What the exercise asks: Can you give every line of the entries below as a Markdown table with the columns Row and Text, numbering the rows and leaving out blank lines?

Start

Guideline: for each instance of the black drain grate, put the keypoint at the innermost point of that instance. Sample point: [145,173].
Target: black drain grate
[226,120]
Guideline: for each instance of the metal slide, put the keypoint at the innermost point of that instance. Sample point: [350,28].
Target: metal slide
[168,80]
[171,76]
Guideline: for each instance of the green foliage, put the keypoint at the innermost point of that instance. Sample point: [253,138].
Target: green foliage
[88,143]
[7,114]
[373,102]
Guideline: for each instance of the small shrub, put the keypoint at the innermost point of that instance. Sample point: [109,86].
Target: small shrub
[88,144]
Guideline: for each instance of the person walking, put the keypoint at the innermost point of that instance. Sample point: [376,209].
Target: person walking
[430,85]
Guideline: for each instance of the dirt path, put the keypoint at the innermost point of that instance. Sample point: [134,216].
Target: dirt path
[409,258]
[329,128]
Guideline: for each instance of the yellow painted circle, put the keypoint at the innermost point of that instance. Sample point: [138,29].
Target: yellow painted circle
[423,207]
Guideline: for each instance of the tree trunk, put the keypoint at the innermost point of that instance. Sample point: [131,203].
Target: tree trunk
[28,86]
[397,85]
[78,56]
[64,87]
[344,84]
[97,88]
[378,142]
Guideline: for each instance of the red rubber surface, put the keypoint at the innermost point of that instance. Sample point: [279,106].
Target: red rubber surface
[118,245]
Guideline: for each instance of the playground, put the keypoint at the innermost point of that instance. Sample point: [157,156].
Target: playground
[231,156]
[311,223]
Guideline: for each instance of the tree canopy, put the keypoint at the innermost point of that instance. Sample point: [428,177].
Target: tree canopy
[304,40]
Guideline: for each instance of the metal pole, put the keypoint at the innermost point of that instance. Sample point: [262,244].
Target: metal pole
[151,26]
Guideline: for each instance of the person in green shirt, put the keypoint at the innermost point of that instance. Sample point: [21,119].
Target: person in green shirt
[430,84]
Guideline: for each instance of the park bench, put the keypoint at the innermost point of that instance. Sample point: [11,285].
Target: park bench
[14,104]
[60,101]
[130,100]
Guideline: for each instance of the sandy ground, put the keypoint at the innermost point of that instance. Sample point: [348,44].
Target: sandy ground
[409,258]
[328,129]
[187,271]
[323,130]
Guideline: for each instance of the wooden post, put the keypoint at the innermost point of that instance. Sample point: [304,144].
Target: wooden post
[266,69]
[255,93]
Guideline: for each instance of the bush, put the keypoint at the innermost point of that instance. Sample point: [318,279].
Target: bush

End

Reply to the task:
| Row | Text |
|---|---|
| 1 | Guideline: for each instance of the black drain grate, put the keypoint at the innermost point of that instance. Sample point: [145,173]. |
| 2 | Target: black drain grate |
| 3 | [226,120] |
| 4 | Guideline: for each instance of the metal slide, put the keypoint at the innermost point of that instance. Sample point: [350,28]. |
| 5 | Target: metal slide |
| 6 | [168,80] |
| 7 | [171,76] |
| 8 | Guideline: for each instance of the green foliage, put the keypoint at the innermost point of that instance. Sample point: [253,138]. |
| 9 | Target: green foliage |
| 10 | [88,143] |
| 11 | [7,114] |
| 12 | [373,102] |
| 13 | Guideline: for each instance of the small shrub, put the keypoint at the innermost point of that instance. Sample point: [109,86]. |
| 14 | Target: small shrub |
| 15 | [88,144] |
| 16 | Guideline: for each instance of the person walking, put the keypoint at the innermost point of that instance. Sample point: [376,209]. |
| 17 | Target: person walking |
| 18 | [430,85] |
| 19 | Guideline: for each instance of the dirt path, put the keypoint at the innermost point of that instance. Sample point: [134,216]. |
| 20 | Target: dirt path |
| 21 | [409,258] |
| 22 | [329,128] |
| 23 | Guideline: for each instance of the yellow painted circle, put the keypoint at the innermost point of that instance. Sample point: [138,29]. |
| 24 | Target: yellow painted circle |
| 25 | [423,207] |
| 26 | Guideline: for each instance of the tree trunk, put the keypoint at the innermost point of that instance. Sample point: [131,203]. |
| 27 | Target: tree trunk |
| 28 | [28,86] |
| 29 | [397,85] |
| 30 | [78,56] |
| 31 | [64,87] |
| 32 | [344,84] |
| 33 | [97,88] |
| 34 | [378,142] |
| 35 | Guideline: for each instance of the red rubber surface, put the keypoint at the innermost point of that instance. Sample point: [279,106]. |
| 36 | Target: red rubber surface |
| 37 | [118,245] |
| 38 | Guideline: for each instance of the playground, put the keypoint at the innermost point of that instance. Sample point: [157,156]. |
| 39 | Target: playground |
| 40 | [231,156] |
| 41 | [311,223] |
| 42 | Guideline: for each instance of the tree canopy, put the keypoint at the innermost point of that instance. Sample point: [428,177]. |
| 43 | Target: tree canopy |
| 44 | [304,40] |
| 45 | Guideline: for each instance of the metal pole, put the keypoint at the innermost point of that instance. Sample point: [262,244]. |
| 46 | Target: metal pole |
| 47 | [151,26] |
| 48 | Guideline: for each instance of the person in green shirt, put the keypoint at the innermost point of that instance. Sample point: [21,119]. |
| 49 | Target: person in green shirt |
| 50 | [430,84] |
| 51 | Guideline: for each instance of the park bench, put the keypoint at the innermost point of that instance. Sample point: [11,285]. |
| 52 | Target: park bench |
| 53 | [14,104] |
| 54 | [60,101] |
| 55 | [130,100] |
| 56 | Guideline: for each instance of the sandy ground, put the keypoint at the innermost point of that instance. Sample point: [348,44]. |
| 57 | Target: sandy ground |
| 58 | [409,258] |
| 59 | [328,129] |
| 60 | [187,271] |
| 61 | [323,130] |
| 62 | Guideline: for each instance of the wooden post, put the keypoint at the innermost point of that instance. Sample point: [304,144]. |
| 63 | Target: wooden post |
| 64 | [266,69] |
| 65 | [255,93] |
| 66 | Guideline: for each instance of the bush, put the keypoint at the innermost point of that instance. Sample point: [318,279]. |
| 67 | Target: bush |